[练习数据]

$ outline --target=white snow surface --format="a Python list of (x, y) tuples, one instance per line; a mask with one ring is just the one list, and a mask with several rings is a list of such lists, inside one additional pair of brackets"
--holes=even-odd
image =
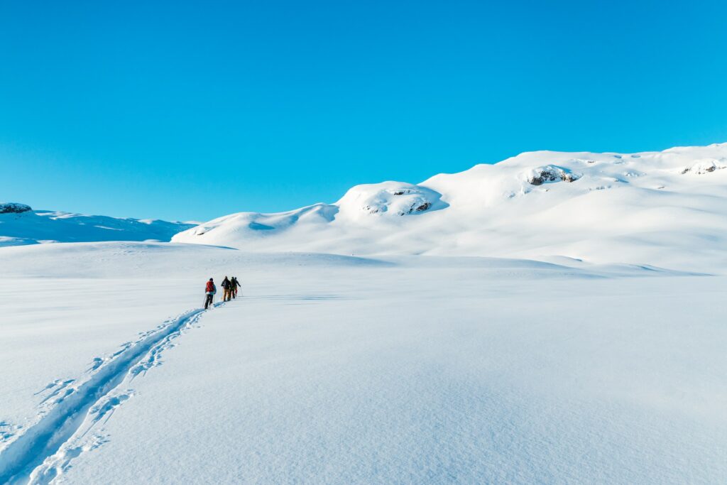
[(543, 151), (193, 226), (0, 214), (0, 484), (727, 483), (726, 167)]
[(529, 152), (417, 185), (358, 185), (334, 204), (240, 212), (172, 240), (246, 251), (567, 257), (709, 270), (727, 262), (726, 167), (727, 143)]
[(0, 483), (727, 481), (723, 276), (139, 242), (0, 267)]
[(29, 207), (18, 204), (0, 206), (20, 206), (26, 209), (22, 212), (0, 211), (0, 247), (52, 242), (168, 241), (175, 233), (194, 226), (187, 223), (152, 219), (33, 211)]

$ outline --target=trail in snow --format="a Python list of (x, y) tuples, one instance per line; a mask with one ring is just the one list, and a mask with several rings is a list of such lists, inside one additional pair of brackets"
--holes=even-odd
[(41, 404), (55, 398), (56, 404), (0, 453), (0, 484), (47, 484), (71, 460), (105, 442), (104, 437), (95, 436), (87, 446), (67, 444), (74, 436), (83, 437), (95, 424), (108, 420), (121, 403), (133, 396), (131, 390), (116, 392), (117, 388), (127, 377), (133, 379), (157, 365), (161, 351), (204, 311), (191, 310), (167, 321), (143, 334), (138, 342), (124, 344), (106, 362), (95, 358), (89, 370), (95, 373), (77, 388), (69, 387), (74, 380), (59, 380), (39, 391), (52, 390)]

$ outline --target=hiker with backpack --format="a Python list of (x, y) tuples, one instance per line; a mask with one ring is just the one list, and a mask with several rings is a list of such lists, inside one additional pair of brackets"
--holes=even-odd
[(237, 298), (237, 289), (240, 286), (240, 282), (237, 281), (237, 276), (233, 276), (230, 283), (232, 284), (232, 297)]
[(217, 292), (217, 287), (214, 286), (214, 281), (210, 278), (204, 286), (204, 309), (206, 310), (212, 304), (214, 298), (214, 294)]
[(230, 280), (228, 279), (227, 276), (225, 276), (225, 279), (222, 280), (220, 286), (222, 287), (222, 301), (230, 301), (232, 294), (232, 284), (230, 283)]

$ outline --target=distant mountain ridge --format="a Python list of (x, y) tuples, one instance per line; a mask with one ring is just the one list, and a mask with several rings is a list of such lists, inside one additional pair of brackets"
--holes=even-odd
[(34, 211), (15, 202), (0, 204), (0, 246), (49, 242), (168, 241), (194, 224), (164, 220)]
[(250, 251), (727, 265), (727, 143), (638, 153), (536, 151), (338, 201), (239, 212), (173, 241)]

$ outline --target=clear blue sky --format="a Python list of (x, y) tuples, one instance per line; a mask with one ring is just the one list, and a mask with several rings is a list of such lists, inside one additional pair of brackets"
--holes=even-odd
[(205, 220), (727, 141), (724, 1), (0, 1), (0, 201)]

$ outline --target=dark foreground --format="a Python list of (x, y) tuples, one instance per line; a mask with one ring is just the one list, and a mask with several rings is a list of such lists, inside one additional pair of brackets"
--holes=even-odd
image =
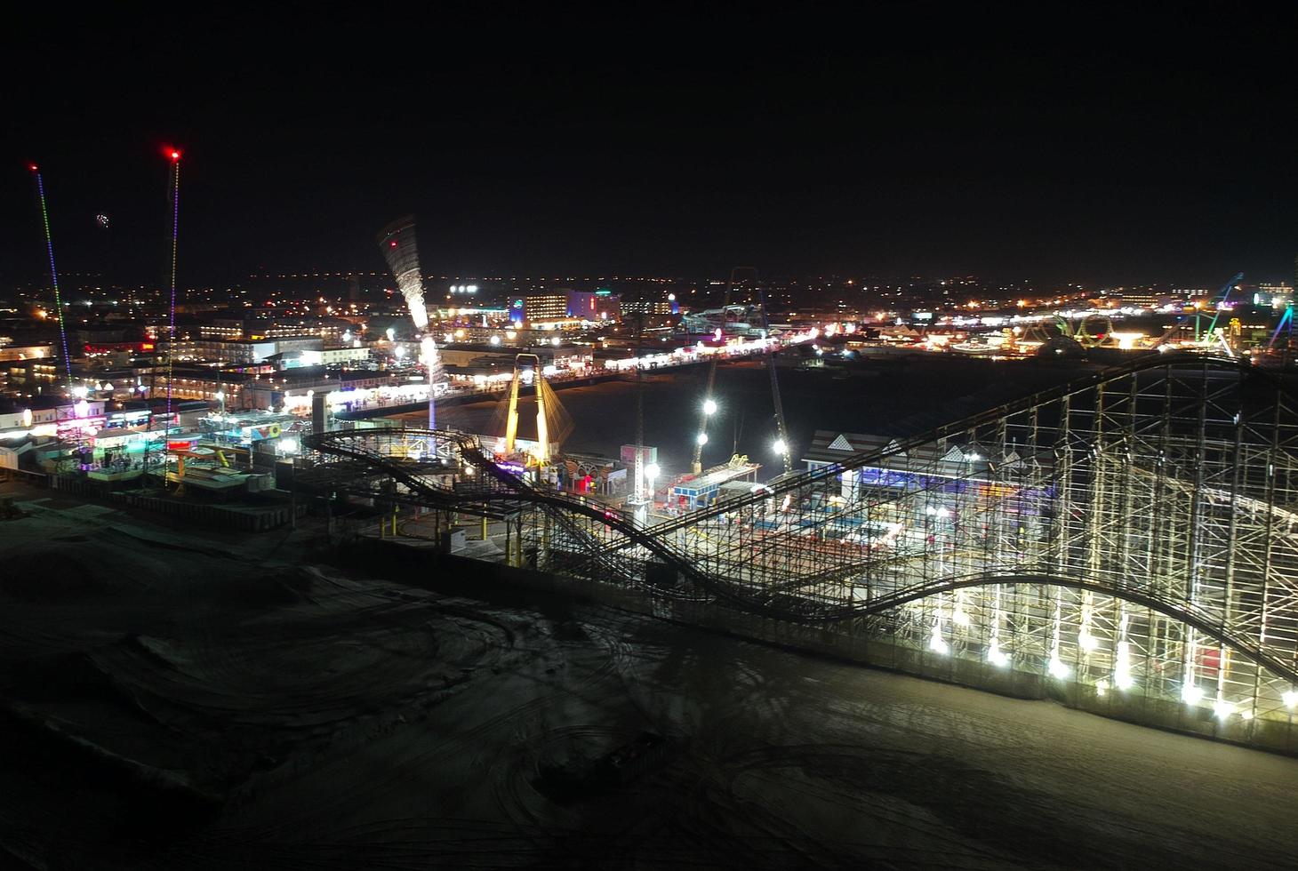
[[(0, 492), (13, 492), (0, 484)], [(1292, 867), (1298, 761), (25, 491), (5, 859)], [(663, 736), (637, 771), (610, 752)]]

[操作要求]
把以上全部记录逐行填入一个 Markdown 表格，两列分别为"行号"和"内容"，空行略去。表格里不要放图片。

[完成结果]
| 行号 | 内容 |
|---|---|
| 1 | $ outline --target=white snow surface --format="a Python list of (x, y) tuples, one instance per line; a mask with one ring is just the one list, and a mask with several rings is a list of such lists, inside one additional pair of brackets" |
| 2 | --holes=even-odd |
| 3 | image = |
| 4 | [(543, 151), (193, 226), (0, 214), (0, 484), (727, 483), (726, 167)] |
| 5 | [(529, 152), (417, 185), (358, 185), (334, 204), (240, 212), (172, 240), (246, 251), (567, 257), (709, 270), (727, 262), (726, 167), (727, 143)] |
| 6 | [(0, 483), (727, 481), (723, 276), (139, 242), (0, 267)] |
| 7 | [(29, 207), (18, 204), (0, 206), (20, 206), (26, 209), (22, 212), (0, 211), (0, 247), (52, 242), (168, 241), (175, 233), (194, 226), (187, 223), (152, 219), (33, 211)] |
| 8 | $ outline --target=trail in snow --format="a Python list of (x, y) tuples, one instance per line; a mask with one ring is just the one list, and a mask with several rings is a list of such lists, inside one additional pair of brackets" |
| 9 | --holes=even-odd |
| 10 | [(41, 404), (55, 398), (56, 404), (0, 453), (0, 484), (47, 484), (71, 460), (105, 442), (104, 437), (95, 436), (87, 446), (67, 444), (74, 436), (83, 437), (95, 424), (108, 420), (121, 403), (133, 396), (131, 390), (116, 392), (117, 388), (127, 377), (133, 379), (157, 365), (161, 351), (204, 311), (191, 310), (167, 321), (143, 334), (138, 342), (124, 344), (106, 362), (95, 358), (89, 370), (95, 373), (77, 388), (69, 387), (74, 380), (59, 380), (39, 391), (52, 390)] |
| 11 | $ outline --target=hiker with backpack --format="a Python list of (x, y) tuples, one instance per line; a mask with one ring is just the one list, and a mask with several rings is a list of such lists, inside one additional pair of brackets" |
| 12 | --holes=even-odd |
| 13 | [(237, 298), (237, 289), (240, 286), (240, 282), (237, 281), (237, 276), (233, 276), (230, 283), (232, 284), (232, 297)] |
| 14 | [(217, 292), (217, 287), (214, 286), (214, 281), (210, 278), (204, 286), (204, 309), (206, 310), (212, 304), (214, 298), (214, 294)] |
| 15 | [(230, 280), (228, 279), (227, 276), (225, 276), (225, 279), (222, 280), (220, 286), (222, 287), (222, 301), (230, 301), (232, 294), (232, 284), (230, 283)] |
| 16 | $ outline --target=distant mountain ridge --format="a Python list of (x, y) tuples, one instance per line; a mask with one ring is just the one list, and a mask with several rings is a list of such lists, inside one additional pair of brackets" |
| 17 | --holes=even-odd |
| 18 | [(34, 211), (15, 202), (0, 204), (0, 246), (49, 242), (168, 241), (194, 224), (164, 220)] |
| 19 | [(250, 251), (727, 265), (727, 143), (638, 153), (536, 151), (338, 201), (239, 212), (173, 241)] |
| 20 | $ outline --target=clear blue sky --format="a Python list of (x, y) tuples, one instance per line; a mask with one ring is just the one list, and a mask with several rings is a list of such lists, inside one additional pair of brackets" |
| 21 | --holes=even-odd |
| 22 | [(205, 220), (727, 141), (724, 1), (0, 1), (0, 201)] |
| 23 | $ outline --target=dark foreground --format="a Python list of (x, y) tuples, one instance per line; a mask with one ring is just the one list, and a mask with several rings is a list of such lists, inside one additional pair of brackets" |
| 24 | --holes=even-odd |
| 25 | image = |
| 26 | [[(0, 492), (13, 492), (0, 484)], [(1292, 867), (1298, 761), (25, 491), (5, 859)], [(663, 736), (637, 771), (610, 752)]] |